**YOUR INSTRUCTIONS**
Filter the records below, keeping only the lines that contain the string "blazer", and copy each of those lines.

## begin RECORDS FOR THE EXERCISE

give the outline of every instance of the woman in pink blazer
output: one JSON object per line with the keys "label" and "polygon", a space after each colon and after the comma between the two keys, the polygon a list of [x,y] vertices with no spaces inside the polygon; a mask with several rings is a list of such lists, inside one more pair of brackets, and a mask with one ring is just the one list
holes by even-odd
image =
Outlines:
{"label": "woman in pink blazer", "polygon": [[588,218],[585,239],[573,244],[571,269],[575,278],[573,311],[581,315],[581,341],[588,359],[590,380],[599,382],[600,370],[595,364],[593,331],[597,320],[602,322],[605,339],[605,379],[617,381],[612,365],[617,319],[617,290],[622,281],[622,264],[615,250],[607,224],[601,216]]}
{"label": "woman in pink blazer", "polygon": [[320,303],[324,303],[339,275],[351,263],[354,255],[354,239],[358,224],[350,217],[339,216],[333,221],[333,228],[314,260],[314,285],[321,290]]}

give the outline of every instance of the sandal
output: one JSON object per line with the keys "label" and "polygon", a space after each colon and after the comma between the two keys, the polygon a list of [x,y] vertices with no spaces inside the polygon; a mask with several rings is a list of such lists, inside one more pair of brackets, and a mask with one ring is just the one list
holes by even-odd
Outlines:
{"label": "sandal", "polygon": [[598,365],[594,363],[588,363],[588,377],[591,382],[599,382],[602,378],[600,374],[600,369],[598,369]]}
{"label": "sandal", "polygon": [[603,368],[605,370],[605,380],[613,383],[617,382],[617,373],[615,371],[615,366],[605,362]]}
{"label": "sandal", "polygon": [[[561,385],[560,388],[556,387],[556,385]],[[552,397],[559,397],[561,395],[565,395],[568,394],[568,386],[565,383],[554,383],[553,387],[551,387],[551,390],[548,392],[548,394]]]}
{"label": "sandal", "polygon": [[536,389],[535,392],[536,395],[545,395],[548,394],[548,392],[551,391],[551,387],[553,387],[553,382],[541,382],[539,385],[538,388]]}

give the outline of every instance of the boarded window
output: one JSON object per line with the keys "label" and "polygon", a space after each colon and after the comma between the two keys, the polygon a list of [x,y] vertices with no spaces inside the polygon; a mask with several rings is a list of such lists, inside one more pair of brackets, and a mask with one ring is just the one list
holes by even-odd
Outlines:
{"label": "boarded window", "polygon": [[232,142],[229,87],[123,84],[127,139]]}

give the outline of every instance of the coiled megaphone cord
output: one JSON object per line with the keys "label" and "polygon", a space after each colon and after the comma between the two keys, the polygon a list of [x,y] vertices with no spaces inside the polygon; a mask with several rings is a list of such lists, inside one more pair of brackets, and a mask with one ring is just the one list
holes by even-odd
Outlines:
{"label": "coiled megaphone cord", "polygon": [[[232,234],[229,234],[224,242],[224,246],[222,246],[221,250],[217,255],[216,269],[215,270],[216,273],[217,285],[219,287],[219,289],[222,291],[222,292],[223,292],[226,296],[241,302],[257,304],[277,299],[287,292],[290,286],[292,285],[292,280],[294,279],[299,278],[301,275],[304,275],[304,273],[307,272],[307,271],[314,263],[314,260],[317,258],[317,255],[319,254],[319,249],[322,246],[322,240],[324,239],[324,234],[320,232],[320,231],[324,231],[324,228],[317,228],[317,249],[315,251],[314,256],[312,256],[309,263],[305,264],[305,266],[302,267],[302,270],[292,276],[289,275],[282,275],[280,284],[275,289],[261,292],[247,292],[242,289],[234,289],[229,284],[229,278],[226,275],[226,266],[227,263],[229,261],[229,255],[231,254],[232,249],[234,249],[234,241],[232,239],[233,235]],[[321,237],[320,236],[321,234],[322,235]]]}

## end RECORDS FOR THE EXERCISE

**THE ANSWER**
give the outline of every instance of the woman in pink blazer
{"label": "woman in pink blazer", "polygon": [[588,218],[585,239],[573,244],[571,269],[575,278],[573,311],[581,315],[581,341],[588,359],[590,380],[599,382],[600,370],[595,364],[593,331],[597,320],[602,322],[605,339],[605,379],[617,381],[612,365],[617,319],[617,290],[622,281],[622,264],[615,250],[607,224],[601,216]]}
{"label": "woman in pink blazer", "polygon": [[320,303],[324,303],[339,275],[351,263],[354,255],[354,239],[358,224],[350,217],[339,216],[333,221],[333,228],[314,260],[314,285],[321,290]]}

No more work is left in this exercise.